Stored data
--------
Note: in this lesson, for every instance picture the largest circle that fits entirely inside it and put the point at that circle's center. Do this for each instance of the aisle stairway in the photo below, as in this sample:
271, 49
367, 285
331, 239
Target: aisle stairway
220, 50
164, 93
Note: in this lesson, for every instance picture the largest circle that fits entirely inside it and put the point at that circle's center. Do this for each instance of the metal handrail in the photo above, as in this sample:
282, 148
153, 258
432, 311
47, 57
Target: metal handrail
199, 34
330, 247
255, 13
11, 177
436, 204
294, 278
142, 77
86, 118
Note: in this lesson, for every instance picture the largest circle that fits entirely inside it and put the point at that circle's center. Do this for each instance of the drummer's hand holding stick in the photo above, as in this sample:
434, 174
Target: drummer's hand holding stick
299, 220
--------
TASK TO CARRY OUT » Produce an exact transcription of the lines from the one containing "of the drummer's" through the end of the records, both included, and no other lines.

SOLUTION FOR THIS TASK »
Note: in this lesson, for every instance picture the largest circle that fits entirely inside it and put the point at that circle's center. Do this for each instance of the drummer's hand holding stick in the photo above, as in this sample:
434, 174
Target: drummer's hand holding stick
299, 220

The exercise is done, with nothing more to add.